Look through the data below and work out how many lines hold "traffic"; state only the number.

### Records provided

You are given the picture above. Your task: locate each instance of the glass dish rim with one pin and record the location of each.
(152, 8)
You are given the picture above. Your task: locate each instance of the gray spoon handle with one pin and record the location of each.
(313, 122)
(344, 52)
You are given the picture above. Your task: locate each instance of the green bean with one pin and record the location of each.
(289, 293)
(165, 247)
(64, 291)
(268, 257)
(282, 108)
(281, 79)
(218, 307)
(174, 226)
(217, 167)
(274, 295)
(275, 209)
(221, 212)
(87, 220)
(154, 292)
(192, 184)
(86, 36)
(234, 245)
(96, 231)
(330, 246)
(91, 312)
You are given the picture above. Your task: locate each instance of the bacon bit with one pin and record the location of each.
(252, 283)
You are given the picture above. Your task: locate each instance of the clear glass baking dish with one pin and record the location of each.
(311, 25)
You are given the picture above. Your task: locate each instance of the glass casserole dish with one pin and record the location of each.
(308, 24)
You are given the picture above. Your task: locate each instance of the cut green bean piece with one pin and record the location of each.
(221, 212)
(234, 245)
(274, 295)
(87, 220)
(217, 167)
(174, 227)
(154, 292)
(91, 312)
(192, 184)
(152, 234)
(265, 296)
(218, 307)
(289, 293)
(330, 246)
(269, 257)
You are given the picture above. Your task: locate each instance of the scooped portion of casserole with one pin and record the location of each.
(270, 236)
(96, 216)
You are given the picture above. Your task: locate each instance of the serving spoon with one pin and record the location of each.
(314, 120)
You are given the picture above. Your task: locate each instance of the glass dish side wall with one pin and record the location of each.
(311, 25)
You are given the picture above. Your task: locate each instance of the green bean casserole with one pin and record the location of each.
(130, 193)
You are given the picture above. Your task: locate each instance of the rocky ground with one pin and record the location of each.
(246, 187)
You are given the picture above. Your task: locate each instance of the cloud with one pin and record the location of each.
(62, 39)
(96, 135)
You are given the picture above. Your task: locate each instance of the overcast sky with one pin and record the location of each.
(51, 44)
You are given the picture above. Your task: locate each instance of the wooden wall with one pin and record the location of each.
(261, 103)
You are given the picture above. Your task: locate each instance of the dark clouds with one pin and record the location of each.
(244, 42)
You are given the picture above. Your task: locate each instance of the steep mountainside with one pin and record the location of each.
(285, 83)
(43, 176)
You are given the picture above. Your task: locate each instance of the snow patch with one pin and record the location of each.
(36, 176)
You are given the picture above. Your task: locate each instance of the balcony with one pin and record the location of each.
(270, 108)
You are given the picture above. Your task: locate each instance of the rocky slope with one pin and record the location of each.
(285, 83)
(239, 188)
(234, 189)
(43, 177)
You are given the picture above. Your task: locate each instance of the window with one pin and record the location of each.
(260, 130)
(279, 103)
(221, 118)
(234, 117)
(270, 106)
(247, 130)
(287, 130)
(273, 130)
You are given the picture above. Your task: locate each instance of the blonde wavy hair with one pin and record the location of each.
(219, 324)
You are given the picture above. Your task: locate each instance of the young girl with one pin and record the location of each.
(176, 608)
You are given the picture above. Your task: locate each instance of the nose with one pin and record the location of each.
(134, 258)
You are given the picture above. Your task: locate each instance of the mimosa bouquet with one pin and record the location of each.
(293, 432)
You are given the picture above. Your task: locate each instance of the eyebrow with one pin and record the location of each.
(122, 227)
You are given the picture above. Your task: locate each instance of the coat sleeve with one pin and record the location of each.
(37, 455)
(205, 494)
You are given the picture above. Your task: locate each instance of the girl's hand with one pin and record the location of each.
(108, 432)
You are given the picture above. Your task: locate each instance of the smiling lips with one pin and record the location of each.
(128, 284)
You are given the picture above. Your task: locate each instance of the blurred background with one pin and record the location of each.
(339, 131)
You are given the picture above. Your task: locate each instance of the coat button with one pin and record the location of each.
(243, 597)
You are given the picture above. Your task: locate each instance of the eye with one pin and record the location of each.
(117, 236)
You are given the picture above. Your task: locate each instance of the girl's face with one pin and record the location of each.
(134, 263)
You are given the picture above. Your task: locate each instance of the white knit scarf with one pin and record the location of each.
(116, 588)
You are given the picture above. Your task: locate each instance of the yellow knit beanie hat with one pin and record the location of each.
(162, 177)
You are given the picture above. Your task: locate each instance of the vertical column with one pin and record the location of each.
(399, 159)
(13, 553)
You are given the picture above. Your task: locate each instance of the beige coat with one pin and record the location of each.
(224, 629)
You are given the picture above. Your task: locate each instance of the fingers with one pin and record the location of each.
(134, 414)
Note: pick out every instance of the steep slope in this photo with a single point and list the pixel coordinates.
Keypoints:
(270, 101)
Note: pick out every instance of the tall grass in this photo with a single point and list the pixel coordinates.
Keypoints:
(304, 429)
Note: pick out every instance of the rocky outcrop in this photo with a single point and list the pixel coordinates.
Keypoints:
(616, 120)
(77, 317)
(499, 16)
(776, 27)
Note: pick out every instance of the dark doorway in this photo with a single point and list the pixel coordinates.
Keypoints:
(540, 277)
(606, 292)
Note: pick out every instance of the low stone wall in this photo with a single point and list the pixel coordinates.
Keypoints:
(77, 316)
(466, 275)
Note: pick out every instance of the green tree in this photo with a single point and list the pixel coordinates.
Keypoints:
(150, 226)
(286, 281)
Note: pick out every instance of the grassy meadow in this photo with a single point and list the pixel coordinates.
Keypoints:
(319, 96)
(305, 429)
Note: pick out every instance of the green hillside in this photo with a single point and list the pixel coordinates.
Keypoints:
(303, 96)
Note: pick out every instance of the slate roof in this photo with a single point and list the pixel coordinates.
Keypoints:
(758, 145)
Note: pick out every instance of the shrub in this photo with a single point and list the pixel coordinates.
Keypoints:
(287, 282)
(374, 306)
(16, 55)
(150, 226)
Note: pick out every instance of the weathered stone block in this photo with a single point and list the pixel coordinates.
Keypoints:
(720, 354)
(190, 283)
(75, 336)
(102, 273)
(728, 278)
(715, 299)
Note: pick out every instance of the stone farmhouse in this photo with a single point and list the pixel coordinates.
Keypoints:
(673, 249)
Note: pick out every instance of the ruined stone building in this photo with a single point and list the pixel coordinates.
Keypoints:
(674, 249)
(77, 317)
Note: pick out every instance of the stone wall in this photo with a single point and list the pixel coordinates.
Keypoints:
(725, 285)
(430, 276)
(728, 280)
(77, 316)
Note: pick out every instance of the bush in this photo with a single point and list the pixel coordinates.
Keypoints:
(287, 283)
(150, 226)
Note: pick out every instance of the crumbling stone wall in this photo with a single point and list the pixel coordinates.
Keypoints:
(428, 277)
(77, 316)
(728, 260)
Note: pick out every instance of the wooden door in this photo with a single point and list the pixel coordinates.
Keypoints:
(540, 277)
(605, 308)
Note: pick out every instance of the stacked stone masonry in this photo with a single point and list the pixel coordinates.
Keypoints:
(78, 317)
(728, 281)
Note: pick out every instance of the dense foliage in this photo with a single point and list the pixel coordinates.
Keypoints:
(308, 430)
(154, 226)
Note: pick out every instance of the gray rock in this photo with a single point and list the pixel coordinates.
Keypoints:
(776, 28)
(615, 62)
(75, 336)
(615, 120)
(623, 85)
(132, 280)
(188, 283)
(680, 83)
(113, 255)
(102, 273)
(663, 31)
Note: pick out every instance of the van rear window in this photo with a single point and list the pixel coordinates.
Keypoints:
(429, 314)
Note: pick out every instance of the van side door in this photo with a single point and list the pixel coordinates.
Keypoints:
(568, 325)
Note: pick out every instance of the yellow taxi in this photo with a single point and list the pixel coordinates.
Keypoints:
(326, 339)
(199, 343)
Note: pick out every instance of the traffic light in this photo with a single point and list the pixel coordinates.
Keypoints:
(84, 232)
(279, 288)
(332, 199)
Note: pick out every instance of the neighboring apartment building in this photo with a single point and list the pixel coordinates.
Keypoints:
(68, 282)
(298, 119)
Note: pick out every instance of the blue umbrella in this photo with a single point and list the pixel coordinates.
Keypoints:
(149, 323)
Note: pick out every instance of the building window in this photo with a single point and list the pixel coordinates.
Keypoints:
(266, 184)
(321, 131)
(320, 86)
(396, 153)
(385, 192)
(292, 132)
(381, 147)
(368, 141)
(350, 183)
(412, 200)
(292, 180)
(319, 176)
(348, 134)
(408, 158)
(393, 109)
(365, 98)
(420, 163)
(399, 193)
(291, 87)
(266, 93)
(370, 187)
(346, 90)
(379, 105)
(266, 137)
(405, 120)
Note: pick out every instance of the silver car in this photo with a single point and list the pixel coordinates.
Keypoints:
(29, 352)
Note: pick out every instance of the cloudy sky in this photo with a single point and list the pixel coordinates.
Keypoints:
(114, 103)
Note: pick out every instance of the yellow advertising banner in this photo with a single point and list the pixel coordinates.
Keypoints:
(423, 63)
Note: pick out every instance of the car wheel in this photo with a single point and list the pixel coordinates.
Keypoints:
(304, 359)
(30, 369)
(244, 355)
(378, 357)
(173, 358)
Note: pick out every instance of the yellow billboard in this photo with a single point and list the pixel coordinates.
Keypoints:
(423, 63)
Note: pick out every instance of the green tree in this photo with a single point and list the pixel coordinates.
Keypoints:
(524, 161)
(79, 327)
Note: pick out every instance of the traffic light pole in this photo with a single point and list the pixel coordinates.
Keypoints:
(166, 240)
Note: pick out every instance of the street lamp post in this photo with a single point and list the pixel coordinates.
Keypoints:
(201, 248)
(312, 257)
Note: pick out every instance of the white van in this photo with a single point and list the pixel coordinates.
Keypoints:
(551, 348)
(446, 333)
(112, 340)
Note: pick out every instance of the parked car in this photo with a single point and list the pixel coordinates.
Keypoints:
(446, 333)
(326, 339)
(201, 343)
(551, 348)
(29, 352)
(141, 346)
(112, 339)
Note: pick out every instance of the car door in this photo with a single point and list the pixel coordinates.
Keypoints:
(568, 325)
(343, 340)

######

Output below —
2